■ Source passage
⁂

When you read this, did you picture Margaret Thatcher too?  Or Karla Homolka?  Or remember the time your sisters almost killed one another over a hair brush?  I'm not sure women are kinder even generally speaking, but I do think moms will, on average, work harder for the benefit of their own children than dads will.  And I think it's because we're programmed that way.  Most women just can't as easily ignore that guilty feeling when kids need their time.

If it's the case, that women can do everything, if they no longer need men to own property, have children legitimately, or earn a decent living, and if men aren't particularly helpful with childrearing, what role is left for men except the powerhouse in the boardroom?

It's no longer enough for men to just earn a good living if he's no longer the primary breadwinner.  Over the past fifty years, with increased freedom, women's roles have changed dramatically.  Men have started changing diapers and want accolades for it.  But it seems it's really not nearly enough of a shift to keep up.  Where a man was once allowed to be a demanding child who can make all the rules because he brings home the bacon and who could expect to come home from work to relax, dammit,  now he has to share the workload more, help with homework, control his temper, and compromise.  There is no more relaxing until the kids are tucked in bed, and you gently fall into a coma.  But is that possible across the board?  Is it a realistic expectation of the average male of our species?  Some men are definitely doing it with relish, but the fact that Slaughter's article is making the rounds so noisily, suggests that many more aren't.

And a final article from today's paper:  Leah McLaren questions why we still think being part of a couple is the final resting place of our lives instead of recognizing the joys of being single for keeps.  I wonder if it's precisely because of the different rates of change in our lives that choosing a single livestyle is become more popular long after financial freedom was accessible for many women - middle class women.  Cash-strapped women have been managing as single moms for decades.    

This is all very timely for me as the conversation adds to three recent events I've been contemplating.

⁂

Position identification records:
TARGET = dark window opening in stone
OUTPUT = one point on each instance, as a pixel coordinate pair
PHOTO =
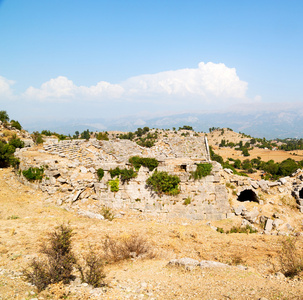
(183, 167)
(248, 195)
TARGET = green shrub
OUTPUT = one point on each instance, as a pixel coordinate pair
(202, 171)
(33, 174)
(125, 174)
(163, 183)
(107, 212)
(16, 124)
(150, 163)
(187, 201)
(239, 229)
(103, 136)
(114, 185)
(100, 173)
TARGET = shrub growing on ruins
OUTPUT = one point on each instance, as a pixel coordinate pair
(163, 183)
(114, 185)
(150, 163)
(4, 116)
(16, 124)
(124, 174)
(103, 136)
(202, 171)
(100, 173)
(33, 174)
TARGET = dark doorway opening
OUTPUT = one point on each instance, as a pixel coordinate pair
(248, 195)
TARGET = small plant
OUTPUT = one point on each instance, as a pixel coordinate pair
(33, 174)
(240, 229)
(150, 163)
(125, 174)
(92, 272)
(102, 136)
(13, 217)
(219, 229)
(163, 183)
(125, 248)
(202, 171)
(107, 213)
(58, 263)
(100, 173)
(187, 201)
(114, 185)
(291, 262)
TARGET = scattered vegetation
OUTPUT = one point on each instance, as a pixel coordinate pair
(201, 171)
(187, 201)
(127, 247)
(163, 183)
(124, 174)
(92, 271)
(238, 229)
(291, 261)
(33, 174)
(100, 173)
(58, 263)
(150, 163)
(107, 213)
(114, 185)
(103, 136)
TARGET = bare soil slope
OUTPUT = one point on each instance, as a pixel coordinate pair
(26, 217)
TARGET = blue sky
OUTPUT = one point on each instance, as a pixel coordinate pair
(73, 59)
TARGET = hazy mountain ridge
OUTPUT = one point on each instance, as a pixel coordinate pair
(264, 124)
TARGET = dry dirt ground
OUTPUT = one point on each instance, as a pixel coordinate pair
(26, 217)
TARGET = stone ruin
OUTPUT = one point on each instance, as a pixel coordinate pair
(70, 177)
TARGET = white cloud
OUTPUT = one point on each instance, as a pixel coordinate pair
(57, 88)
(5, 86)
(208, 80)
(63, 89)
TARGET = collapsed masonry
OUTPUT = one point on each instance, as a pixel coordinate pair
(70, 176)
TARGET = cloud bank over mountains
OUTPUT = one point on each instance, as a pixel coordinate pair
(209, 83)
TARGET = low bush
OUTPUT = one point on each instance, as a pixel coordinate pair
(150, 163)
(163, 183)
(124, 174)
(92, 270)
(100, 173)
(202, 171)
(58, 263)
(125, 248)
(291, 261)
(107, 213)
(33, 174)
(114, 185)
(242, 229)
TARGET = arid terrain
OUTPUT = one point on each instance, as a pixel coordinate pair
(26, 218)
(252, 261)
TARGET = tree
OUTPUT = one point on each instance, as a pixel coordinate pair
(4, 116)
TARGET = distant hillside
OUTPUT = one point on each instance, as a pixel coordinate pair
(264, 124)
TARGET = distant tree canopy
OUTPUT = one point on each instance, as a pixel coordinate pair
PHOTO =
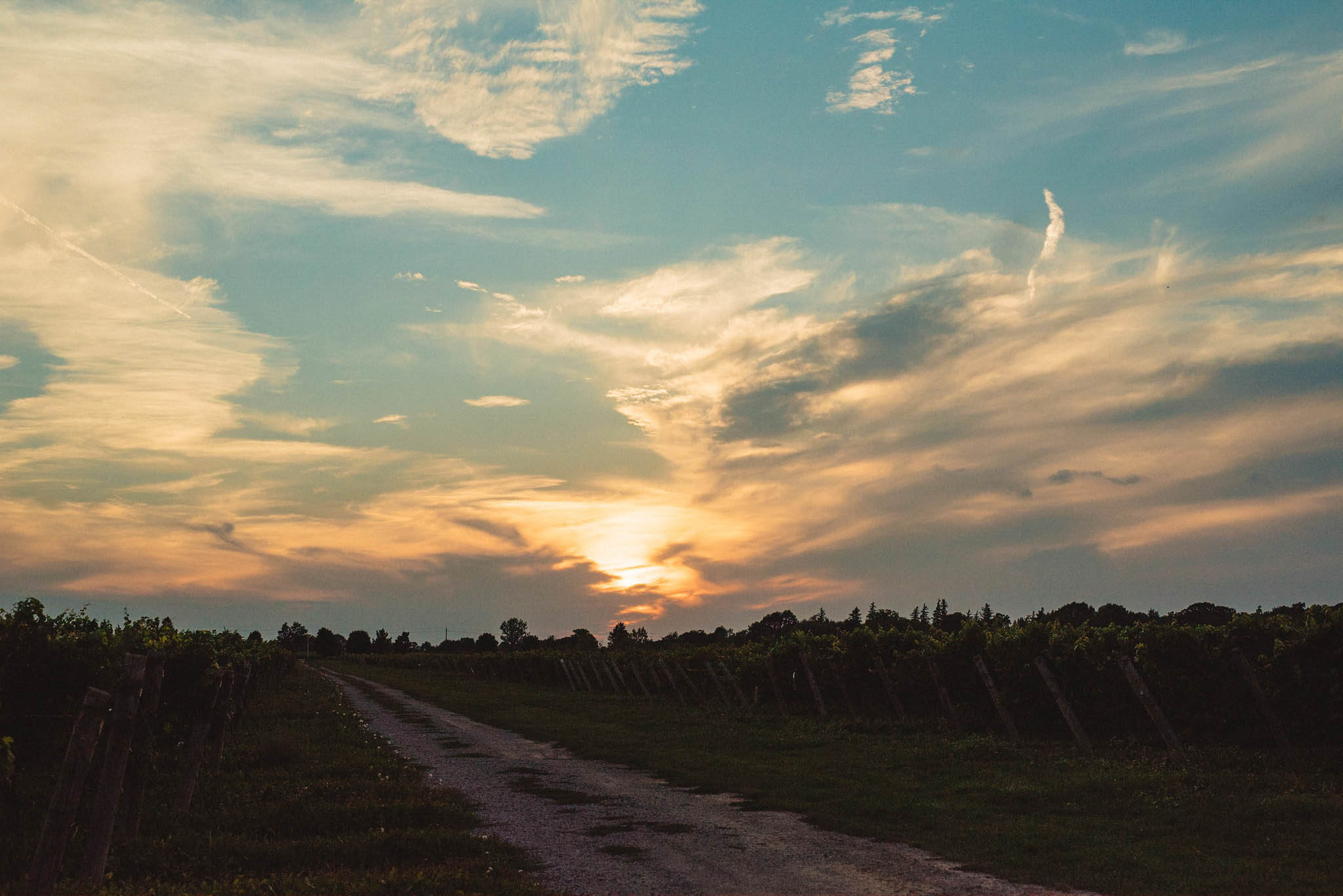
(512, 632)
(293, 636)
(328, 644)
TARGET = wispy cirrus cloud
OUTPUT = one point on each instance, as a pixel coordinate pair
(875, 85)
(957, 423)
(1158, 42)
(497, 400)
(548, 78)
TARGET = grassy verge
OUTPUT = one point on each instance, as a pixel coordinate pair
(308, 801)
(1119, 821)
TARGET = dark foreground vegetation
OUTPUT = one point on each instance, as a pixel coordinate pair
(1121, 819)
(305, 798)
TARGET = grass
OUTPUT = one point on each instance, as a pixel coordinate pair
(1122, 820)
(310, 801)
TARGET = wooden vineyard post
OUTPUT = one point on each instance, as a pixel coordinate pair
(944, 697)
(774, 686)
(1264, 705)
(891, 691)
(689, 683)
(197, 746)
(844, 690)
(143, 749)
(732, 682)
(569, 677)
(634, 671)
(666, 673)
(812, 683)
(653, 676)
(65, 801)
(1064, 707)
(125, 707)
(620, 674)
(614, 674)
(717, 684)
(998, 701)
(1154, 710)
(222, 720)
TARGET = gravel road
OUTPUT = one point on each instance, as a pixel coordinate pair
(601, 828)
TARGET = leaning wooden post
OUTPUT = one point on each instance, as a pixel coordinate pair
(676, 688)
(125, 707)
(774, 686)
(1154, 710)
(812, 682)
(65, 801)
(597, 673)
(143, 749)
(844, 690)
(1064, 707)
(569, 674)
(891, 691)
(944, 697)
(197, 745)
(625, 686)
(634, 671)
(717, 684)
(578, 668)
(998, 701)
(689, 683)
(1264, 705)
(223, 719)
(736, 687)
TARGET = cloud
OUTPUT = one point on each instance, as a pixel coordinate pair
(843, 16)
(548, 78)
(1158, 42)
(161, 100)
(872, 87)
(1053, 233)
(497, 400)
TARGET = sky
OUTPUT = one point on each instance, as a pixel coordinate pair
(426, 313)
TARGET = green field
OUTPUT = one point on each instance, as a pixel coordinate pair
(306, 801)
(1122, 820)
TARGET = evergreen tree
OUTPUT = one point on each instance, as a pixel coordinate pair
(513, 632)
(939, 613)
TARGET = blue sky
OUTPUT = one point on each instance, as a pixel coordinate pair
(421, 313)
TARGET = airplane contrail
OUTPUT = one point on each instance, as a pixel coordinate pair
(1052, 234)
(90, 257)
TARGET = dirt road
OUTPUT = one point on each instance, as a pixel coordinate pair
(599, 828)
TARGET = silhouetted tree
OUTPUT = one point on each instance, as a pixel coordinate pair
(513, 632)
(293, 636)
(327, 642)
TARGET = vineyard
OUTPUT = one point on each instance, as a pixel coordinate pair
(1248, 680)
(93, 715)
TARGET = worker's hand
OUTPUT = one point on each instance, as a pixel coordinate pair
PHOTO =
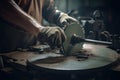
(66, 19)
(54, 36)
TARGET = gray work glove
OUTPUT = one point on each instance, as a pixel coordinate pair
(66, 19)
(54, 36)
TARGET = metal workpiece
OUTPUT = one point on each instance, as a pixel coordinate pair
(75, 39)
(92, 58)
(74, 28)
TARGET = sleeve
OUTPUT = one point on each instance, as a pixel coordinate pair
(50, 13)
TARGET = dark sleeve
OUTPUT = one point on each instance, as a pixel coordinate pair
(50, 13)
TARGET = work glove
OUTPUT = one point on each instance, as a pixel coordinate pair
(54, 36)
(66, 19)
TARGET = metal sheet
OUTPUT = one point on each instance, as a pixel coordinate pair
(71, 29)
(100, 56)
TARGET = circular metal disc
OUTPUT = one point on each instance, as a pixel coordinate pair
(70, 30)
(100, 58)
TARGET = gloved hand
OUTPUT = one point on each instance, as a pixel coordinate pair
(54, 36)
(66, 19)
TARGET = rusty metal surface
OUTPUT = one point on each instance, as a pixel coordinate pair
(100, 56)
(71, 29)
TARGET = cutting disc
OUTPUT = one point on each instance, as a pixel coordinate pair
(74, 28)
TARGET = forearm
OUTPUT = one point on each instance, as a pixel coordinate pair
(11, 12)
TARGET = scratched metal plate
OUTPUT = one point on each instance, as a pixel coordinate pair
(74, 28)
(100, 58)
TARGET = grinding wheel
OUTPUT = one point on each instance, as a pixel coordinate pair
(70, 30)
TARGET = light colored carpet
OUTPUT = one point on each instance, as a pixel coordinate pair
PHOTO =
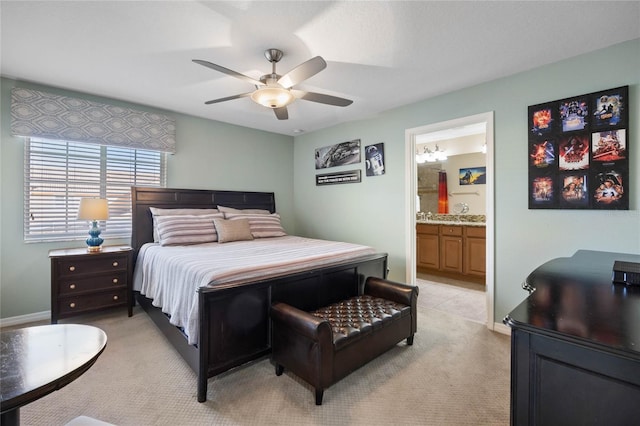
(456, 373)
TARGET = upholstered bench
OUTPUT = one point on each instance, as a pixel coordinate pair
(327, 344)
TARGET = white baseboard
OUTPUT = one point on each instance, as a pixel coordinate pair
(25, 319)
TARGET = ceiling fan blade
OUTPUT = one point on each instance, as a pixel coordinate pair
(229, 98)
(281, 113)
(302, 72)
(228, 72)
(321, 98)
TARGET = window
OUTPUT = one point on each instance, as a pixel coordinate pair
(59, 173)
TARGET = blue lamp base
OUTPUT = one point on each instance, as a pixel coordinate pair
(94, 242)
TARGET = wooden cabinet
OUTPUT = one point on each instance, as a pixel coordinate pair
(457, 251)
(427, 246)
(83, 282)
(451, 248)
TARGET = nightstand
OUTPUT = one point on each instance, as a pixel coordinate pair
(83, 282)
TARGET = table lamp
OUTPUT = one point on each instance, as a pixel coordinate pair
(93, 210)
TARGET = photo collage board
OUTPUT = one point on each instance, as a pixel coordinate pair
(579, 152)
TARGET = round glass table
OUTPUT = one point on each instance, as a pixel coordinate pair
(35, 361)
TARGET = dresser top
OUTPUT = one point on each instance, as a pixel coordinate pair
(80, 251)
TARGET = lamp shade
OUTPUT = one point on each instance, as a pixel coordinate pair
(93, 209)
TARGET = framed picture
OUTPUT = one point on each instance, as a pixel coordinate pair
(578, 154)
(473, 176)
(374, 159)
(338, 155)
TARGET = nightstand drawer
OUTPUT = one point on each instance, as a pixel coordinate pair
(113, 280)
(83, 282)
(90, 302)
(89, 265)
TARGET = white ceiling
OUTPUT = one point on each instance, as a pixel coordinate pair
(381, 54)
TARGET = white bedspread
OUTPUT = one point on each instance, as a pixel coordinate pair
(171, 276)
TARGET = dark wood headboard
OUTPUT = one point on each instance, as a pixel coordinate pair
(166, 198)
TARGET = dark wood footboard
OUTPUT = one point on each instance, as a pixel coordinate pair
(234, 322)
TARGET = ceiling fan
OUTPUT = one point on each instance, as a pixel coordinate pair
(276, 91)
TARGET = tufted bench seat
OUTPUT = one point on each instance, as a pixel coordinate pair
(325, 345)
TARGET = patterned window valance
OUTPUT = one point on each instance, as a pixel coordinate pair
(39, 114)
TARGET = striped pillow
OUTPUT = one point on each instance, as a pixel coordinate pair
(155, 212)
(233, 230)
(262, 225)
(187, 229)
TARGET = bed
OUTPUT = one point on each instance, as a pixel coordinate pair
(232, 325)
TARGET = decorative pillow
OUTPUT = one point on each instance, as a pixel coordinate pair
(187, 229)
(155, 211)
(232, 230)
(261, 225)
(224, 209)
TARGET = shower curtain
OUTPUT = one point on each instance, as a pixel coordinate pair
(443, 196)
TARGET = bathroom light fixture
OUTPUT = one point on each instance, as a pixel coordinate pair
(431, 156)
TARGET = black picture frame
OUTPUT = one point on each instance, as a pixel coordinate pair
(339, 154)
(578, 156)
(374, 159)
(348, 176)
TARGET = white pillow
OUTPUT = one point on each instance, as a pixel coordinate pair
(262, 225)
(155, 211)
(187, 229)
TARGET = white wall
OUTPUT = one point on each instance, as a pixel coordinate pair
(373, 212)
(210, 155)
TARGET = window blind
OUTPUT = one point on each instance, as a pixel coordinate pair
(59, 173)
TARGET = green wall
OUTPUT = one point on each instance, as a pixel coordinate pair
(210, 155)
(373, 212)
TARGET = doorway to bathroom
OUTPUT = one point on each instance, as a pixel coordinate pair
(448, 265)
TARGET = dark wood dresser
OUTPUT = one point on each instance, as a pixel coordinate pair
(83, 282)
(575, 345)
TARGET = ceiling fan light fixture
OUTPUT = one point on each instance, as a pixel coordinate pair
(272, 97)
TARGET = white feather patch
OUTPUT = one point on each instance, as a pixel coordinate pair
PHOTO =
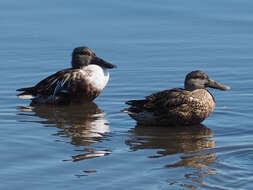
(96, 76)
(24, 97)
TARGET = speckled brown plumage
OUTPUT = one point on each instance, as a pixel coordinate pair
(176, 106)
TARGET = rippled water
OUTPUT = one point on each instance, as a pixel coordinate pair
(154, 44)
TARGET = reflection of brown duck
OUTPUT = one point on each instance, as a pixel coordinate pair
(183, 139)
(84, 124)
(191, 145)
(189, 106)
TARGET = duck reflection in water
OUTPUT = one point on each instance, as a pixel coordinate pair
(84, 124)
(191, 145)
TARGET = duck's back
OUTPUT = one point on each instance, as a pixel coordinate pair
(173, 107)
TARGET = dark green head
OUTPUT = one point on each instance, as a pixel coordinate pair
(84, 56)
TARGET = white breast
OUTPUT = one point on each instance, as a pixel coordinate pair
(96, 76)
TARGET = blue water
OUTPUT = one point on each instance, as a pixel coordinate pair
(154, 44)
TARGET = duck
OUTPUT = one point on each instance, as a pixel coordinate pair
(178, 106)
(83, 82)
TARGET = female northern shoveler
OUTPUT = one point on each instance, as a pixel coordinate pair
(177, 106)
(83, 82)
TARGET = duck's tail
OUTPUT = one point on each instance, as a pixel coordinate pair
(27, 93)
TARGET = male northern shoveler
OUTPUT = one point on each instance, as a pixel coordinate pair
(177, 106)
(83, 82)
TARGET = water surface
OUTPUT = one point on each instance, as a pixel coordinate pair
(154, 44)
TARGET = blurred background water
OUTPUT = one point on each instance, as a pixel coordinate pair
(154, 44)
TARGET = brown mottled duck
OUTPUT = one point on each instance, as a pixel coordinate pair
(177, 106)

⁂

■ Set exercise
In the passage on the roles of men and women, who has been managing as single moms for decades?

■ Task output
Cash-strapped women have been managing as single moms for decades.